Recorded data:

<<<<

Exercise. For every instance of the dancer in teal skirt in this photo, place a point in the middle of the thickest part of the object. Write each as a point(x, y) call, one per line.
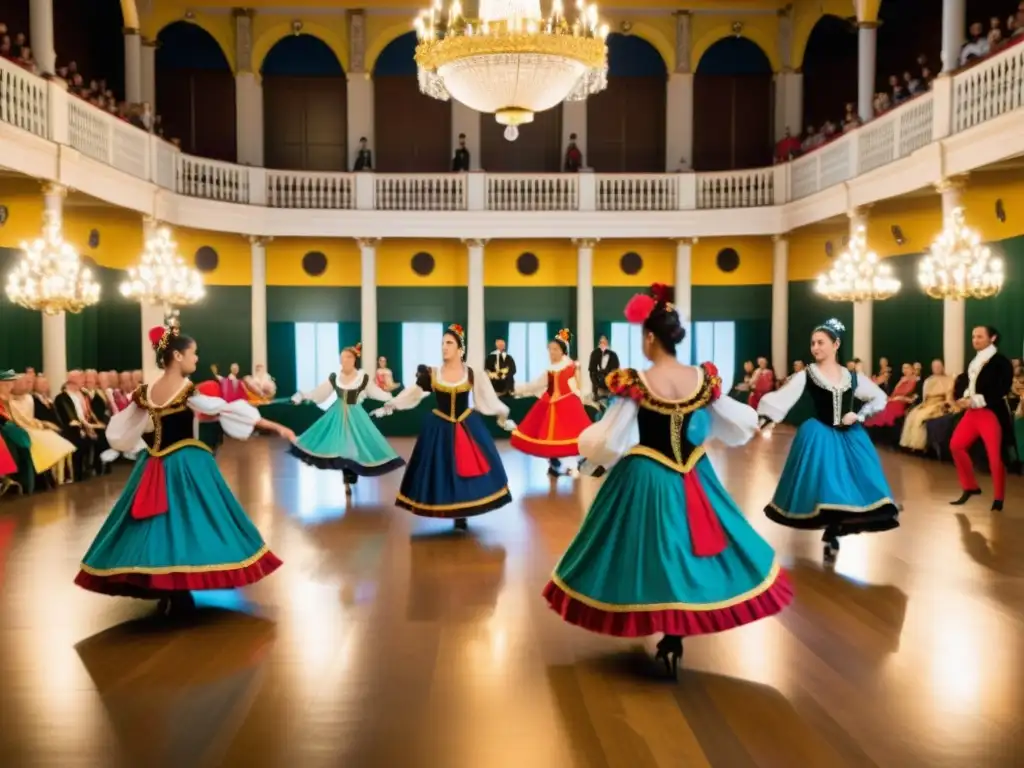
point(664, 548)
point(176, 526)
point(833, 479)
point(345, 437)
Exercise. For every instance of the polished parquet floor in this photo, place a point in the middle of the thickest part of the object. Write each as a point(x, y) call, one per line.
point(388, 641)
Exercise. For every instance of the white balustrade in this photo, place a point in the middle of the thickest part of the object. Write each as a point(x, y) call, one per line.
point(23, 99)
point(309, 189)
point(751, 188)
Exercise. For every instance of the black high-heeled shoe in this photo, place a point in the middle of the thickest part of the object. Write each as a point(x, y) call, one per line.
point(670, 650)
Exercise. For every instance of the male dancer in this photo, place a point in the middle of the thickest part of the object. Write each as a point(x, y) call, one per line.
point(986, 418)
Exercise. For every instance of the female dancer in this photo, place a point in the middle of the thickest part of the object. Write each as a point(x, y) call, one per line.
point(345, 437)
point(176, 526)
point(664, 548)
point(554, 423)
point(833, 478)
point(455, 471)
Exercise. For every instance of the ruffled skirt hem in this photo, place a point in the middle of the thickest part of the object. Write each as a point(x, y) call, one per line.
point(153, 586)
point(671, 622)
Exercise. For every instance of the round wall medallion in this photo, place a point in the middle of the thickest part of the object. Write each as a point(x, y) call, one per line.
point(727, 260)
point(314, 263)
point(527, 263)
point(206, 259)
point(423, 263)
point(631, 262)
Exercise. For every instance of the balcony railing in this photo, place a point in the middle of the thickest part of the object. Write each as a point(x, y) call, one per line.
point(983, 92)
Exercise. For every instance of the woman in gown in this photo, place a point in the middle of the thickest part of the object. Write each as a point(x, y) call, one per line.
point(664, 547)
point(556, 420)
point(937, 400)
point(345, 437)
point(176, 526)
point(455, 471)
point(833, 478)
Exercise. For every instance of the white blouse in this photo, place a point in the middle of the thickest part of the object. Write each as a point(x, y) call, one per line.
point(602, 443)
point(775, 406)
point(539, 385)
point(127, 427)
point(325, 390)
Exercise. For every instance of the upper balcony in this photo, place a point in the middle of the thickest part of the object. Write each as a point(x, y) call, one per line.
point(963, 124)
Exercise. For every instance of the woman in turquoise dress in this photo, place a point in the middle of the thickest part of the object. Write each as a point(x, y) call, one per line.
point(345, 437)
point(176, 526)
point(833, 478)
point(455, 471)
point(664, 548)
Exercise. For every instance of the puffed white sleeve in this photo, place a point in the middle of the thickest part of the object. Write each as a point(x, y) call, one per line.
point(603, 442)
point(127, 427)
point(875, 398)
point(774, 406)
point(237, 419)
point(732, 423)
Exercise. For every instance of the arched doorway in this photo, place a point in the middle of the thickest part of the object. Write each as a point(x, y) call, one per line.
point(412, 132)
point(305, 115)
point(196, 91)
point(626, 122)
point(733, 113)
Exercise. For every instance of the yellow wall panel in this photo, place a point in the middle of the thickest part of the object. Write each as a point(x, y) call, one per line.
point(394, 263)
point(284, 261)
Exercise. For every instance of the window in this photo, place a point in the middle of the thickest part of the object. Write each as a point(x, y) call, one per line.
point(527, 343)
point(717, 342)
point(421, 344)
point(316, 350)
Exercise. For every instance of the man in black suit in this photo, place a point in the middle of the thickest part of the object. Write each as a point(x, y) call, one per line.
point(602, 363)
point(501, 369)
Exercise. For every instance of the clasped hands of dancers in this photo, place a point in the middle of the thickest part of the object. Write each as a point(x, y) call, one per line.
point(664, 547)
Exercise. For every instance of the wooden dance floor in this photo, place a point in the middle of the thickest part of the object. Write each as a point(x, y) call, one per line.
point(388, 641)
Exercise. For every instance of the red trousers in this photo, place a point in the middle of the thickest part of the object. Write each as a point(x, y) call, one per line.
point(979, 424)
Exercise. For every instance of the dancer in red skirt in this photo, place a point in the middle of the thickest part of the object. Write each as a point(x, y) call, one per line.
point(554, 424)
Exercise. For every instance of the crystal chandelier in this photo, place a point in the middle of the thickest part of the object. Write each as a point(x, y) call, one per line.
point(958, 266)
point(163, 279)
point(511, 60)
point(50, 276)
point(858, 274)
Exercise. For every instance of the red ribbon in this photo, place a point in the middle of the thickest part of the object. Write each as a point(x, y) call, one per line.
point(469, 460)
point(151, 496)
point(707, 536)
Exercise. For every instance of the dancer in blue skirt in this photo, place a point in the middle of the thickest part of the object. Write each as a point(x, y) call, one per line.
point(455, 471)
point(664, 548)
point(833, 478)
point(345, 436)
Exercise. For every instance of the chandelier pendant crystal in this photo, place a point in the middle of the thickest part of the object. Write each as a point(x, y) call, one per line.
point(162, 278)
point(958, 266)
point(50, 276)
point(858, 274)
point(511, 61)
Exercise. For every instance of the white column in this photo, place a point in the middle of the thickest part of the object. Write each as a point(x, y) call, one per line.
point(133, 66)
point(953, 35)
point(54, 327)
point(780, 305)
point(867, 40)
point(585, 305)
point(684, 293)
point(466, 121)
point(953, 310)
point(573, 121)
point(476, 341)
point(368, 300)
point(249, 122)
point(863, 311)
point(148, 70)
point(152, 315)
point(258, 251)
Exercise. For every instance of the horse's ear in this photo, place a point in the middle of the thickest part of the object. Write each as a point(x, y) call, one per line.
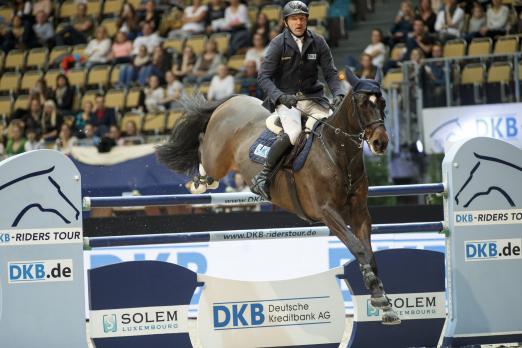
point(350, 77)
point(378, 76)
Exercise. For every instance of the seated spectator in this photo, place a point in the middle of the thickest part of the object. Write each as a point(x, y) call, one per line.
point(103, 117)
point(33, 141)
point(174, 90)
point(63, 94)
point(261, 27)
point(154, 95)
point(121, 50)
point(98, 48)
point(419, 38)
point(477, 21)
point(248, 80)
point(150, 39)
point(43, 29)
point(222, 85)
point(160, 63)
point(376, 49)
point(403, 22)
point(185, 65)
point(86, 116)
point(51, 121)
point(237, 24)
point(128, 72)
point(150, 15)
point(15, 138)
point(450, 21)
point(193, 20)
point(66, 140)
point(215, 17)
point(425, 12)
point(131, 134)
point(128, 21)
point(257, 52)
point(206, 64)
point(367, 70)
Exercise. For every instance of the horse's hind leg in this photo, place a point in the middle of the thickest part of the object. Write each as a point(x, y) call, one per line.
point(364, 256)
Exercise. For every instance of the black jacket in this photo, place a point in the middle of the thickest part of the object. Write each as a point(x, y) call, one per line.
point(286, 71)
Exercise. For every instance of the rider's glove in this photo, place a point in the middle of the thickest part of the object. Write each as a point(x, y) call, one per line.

>>>>

Copy out every entry above word for word, but omit the pictures.

▸ Final answer:
Exercise. For every instance of the dancer in teal skirt in this photo, place a point in the middle of the thickest part of the object. Write each as a point(x, y) call, one per line.
point(664, 548)
point(176, 526)
point(833, 479)
point(345, 437)
Exercise. For every instance of the polished parquet floor in this photo, place a point in the middle of the thickest part of the object. Write each as a point(x, y) call, one per line.
point(388, 641)
Exercise. For every instance of the white balustrade in this photo, place a point in the middle of the thickest part of the object. Write each as a point(x, y) call, one per line.
point(23, 99)
point(309, 189)
point(751, 188)
Exercise. For every instance of the black high-heeled shoe in this photo, place a point in the middle of the thickest part of the object. Write each as a point(x, y) call, one per line.
point(670, 650)
Exercise. For every instance of the male dancer in this photo, place a point in the middle of the thickest part of the object. Write each as a point(x, y) call, one per line.
point(986, 418)
Exercise. For every instance of the female dancer in this photo, place a point in the middle of the thickest part of the object. Write each as a point(x, y) call, one per line.
point(345, 437)
point(176, 526)
point(664, 548)
point(554, 423)
point(833, 478)
point(455, 471)
Exercise. For every instance of the ruffled skirt hem in this photo, place a point in the middle of the thickest part of the object. Write each as a point(x, y) call, one per line.
point(153, 586)
point(671, 622)
Exercise. For every instance of the round wall medallion in this photo, place a point in the middle of the thickest part of the object. Write each as a point(x, y) call, one per line.
point(727, 260)
point(314, 263)
point(527, 263)
point(206, 259)
point(423, 263)
point(631, 262)
Exercise. For every instance of the balcony railing in this photo, place a point in the middle of the thickest part of the object. Write each as a point(x, y) call, one per line.
point(983, 92)
Exercise. For every instance of the woman in gown in this photo, place a point in the middle of the thickest part of the object. Write each as a point(x, y) call, one per line.
point(664, 547)
point(556, 420)
point(937, 400)
point(345, 437)
point(176, 526)
point(455, 471)
point(833, 478)
Exercise. For every instance of the white blouse in this photo, place a point in the middle of the thickest part of the object. Write each as a point(x, y) call, one per line.
point(602, 443)
point(775, 406)
point(539, 385)
point(127, 427)
point(325, 390)
Exercise. For every instance of the upper balcony in this photo, place a point in the middle of the thickest part of the object. Write each as a point(x, y) call, one per line.
point(963, 124)
Exercise. For every instance of the woman in turquoise dress in this photo, place a point in the middle of the thickest part of the object. Write each as a point(x, y) call, one per line.
point(345, 437)
point(176, 526)
point(833, 478)
point(455, 471)
point(664, 548)
Exercise. For every instance of the puffed white sleeve in this photo, place a point in the middle of the thickest part of the object. Write each as a point(x, y) call, one per line.
point(603, 442)
point(127, 427)
point(875, 398)
point(774, 406)
point(237, 419)
point(732, 423)
Exercise. For every instance of the arched doorway in this photo, place a point in the middle of the thickest part of the object. Write each as a point(x, y) call, one per line.
point(412, 132)
point(305, 115)
point(196, 91)
point(626, 122)
point(733, 113)
Exercise. For every instance of the yellow wall panel in this photo, place a point in the middle of the thickest part of the object. Write each as a point(x, y) call, one per line.
point(394, 263)
point(284, 261)
Exercise. For every instance of the window in this photo, place a point in the middle of the thickest part of the object. Write each as a point(x, y) call, one per line.
point(527, 343)
point(717, 342)
point(421, 344)
point(316, 350)
Exercise. For every instance of the man in black suit in this photo, place a point in the middle of the thickest part of the object. Write each as a point(x, y) call, one per line.
point(602, 363)
point(501, 369)
Exercise. For every instance of the clasped hands of dancers in this photo, place a point in the middle of the thickest part of the object. Write each as a point(x, y) call, one per line.
point(664, 547)
Exercise. For every instance of the wooden dance floor in this photo, place a point in the middle of the thickest part of the object. Write each as a point(x, y) call, one per line.
point(388, 641)
Exercise. For every instance of the red trousers in this photo, place a point in the middle of the thickest part of the object. Write each as a point(x, y) call, one per line.
point(979, 424)
Exercise. For every instance of the dancer in red skirt in this photo, place a point in the middle of the thickest part of the object. Write each as a point(x, y) call, one per line.
point(554, 424)
Exercise. For every instance of the crystal chandelier in this photo, place a point in the middle of the thickest part of the object. Write each as a point(x, y) call, one per line.
point(958, 266)
point(163, 279)
point(511, 60)
point(50, 276)
point(858, 274)
Exercise. For every instance of the red ribbon in this photo, place a point in the middle of the thickest part of the object. Write each as a point(x, y) call, one per line.
point(469, 460)
point(151, 496)
point(707, 536)
Exercise. For every instance of the dancer in blue skirt in this photo, place a point in the middle of the thickest part of the object. Write each as a point(x, y) call, one per line.
point(455, 471)
point(664, 548)
point(833, 478)
point(345, 436)
Exercise. For every instance of the chandelier pendant crystal in this photo, place a point in the middle of the thickest part of the object. Write each as a point(x, y) call, one per line.
point(162, 278)
point(958, 266)
point(50, 276)
point(858, 274)
point(511, 61)
Exercise. For every instance of the white column in this photo, place a point in the middle of the thickest part of the object. Write each as a point(x, y) call, one per line.
point(133, 66)
point(953, 35)
point(54, 327)
point(780, 305)
point(867, 40)
point(585, 305)
point(684, 293)
point(466, 121)
point(953, 310)
point(573, 121)
point(476, 341)
point(368, 300)
point(249, 122)
point(863, 311)
point(148, 70)
point(152, 315)
point(258, 251)
Exercise. For every instance of the horse's ear in this photo, place a point in the middle of the thickest part of the object. Write each as a point(x, y) call, one per line.
point(350, 77)
point(378, 76)
Exercise. For every instance of the seated spectator in this photo, place a point in the middle of the thickest part of the object. Write each as a point(x, y) call, one per line.
point(103, 117)
point(33, 141)
point(174, 90)
point(63, 94)
point(261, 27)
point(154, 95)
point(121, 50)
point(98, 48)
point(419, 38)
point(477, 21)
point(248, 80)
point(150, 39)
point(43, 29)
point(222, 85)
point(160, 63)
point(376, 49)
point(403, 22)
point(185, 65)
point(86, 116)
point(51, 121)
point(237, 24)
point(128, 72)
point(150, 15)
point(15, 138)
point(450, 21)
point(193, 20)
point(66, 140)
point(215, 17)
point(425, 12)
point(131, 134)
point(128, 21)
point(257, 52)
point(206, 64)
point(367, 70)
Exercise. For every instance of the horse's hind leg in this photo, place a point in the middle of the thickest part of the object. Write each as a point(x, y) call, one per line.
point(364, 256)
Exercise. For every instance of the black jacket in this photo, place a point in the middle of the thickest part of the object. Write each as a point(x, y) call, one per line.
point(286, 71)
Exercise. For every instance of the rider's glove in this photo, place a point in the middle of the thickest part of the object. Write each as a point(x, y) call, one per line.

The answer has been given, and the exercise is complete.